• [Exercice a]
D'après l'extrait source, à quel moment Jean-Marie Vianney ARAKAZA a-t-il été enlevé ?

• [Extrait source]
ALERTE : Nouvelle recrudescence des disparitions au Burundi !

Dans le cadre de sa « Campagne NDONDEZA contre les disparitions forcées au Burundi », le FOCODE a recueilli des informations et des témoignages sur la disparition forcée de Monsieur Jean-Marie Vianney ARAKAZA, jeune opposant au troisième mandat de Pierre Nkurunziza, récemment lauréat du Lycée Technique Saint-Luc de Bujumbura et employé de la société de gardiennage (PSG), introuvable depuis son enlèvement survenu dans la matinée du 03 mars 2018 en mairie de Bujumbura, tout près de l’entreprise BRARUDI. L’opération de son enlèvement aurait été exécutée par des éléments du Service National de Renseignement (SNR) conduits par son officier Joseph Mathias NIYONZIMA plus connu sous le sobriquet de « KAZUNGU ». La voiture utilisée dans l’enlèvement du jeune ARAKAZA aurait pris la route Bujumbura-Bubanza mais aurait bifurqué vers Buringa (Commune Gihanga) et, à partir de là, il n’y a aucune trace de la victime.

Il est rare qu’un dossier NDONDEZA soit réalisé dans l’espace d’un mois après l’annonce de la disparition d’une personne. Cette exception est motivée par le souci d’alerte sur la recrudescence des enlèvements, des disparitions et des arrestations à caractère politique à quelques semaines d’un référendum constitutionnel annoncé en mai 2018 et qui est loin de faire l’unanimité dans la société burundaise. Ce dossier dénonce enfin les comportements de la police burundaise de moins en moins crédible qui se caractérise par des déclarations pleines de mensonges et qui reste inactive dans les cas d’alerte sur les enlèvements de citoyens.

A. Identité de la victime

  1. Fils de Pascal BUHWIBIRI et de Euphémie NZAMBIMANA, Jean-Marie Vianney ARAKAZA est né en 1989 sur la colline Mabaya, commune Bisoro de la province Mwaro. Célibataire, Monsieur ARAKAZA est père naturel d’un enfant. Récemment diplômé du Lycée Technique Saint-Luc de Bujumbura (section électromécanique), la victime est employée par la société de gardiennage dénommée « Protection, Surveillance et Gardiennage », PSG en sigle. Jusqu’au moment de sa disparition, il était affecté à la garde des locaux de la Croix-Rouge Burundi à Ngagara (au Nord de la ville de Bujumbura) tandis qu’au moment fort de la crise de 2015 il gardait les locaux de la banque INTERBANK-Burundi à Mutakura.
  1. Jean-Marie Vianney réside au n°3 de la 12ème avenue à Mutakura, un quartier au Nord de la ville de Bujumbura. Il importe de souligner que Monsieur ARAKAZA n’a pas changé de résidence alors que beaucoup de jeunes de Mutakura ont dû déménager à la suite de la crise née du troisième mandat de Pierre Nkurunziza.

B. Appartenance politique de la victime.

  1. Selon ses proches, Jean-Marie Vianney ARAKAZA n’a pas d’appartenance politique assumée et n’a pas participé aux manifestations contre le troisième mandat de Pierre Nkurunziza alors que les jeunes de son quartier ont été très actifs dans la contestation. Toutefois une source bien informée a signalé que le jeune homme serait proche du parti de l’opposition MSD, un parti particulièrement ciblé par la répression en cours au Burundi depuis 2015.

• [Exercice b]
Repérez, s'il vous plaît, chaque ligne des entrées ci-dessous qui contient le mot « with », puis recopiez toutes ces lignes.

• [Données fournies]
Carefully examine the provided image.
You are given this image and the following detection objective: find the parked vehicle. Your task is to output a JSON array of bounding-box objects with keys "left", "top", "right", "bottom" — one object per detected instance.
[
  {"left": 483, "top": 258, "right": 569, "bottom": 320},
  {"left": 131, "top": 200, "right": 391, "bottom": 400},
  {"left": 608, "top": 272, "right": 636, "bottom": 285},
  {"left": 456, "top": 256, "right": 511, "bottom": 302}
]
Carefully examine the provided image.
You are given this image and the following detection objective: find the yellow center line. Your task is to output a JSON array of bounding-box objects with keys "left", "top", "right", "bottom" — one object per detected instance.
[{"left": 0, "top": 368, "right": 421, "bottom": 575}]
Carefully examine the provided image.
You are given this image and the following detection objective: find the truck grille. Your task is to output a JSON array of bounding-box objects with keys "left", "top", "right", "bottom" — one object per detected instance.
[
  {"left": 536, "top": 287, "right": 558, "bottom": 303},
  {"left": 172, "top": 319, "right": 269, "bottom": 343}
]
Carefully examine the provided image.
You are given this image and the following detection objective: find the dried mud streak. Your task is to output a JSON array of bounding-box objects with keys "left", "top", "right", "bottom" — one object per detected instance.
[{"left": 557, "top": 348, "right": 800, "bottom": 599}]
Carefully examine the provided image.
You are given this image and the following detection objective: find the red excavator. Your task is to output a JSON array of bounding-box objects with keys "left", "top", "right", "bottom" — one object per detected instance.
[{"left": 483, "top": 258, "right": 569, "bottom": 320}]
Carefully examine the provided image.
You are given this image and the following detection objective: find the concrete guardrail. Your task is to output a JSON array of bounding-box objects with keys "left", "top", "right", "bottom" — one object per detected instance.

• [Réponse attendue a]
Dans la matinée du 03 mars 2018.

• [Réponse attendue b]
You are given this image and the following detection objective: find the parked vehicle. Your task is to output a JSON array of bounding-box objects with keys "left", "top", "right", "bottom" — one object per detected instance.
You are given this image and the following detection objective: find the yellow center line. Your task is to output a JSON array of bounding-box objects with keys "left", "top", "right", "bottom" — one object per detected instance.
You are given this image and the following detection objective: find the truck grille. Your task is to output a JSON array of bounding-box objects with keys "left", "top", "right", "bottom" — one object per detected instance.
You are given this image and the following detection objective: find the dried mud streak. Your task is to output a JSON array of bounding-box objects with keys "left", "top", "right", "bottom" — one object per detected instance.
You are given this image and the following detection objective: find the red excavator. Your task is to output a JSON array of bounding-box objects with keys "left", "top", "right", "bottom" — one object per detected instance.
You are given this image and the following detection objective: find the concrete guardrail. Your task is to output a JSON array of bounding-box objects with keys "left", "top", "right", "bottom" — one object per detected instance.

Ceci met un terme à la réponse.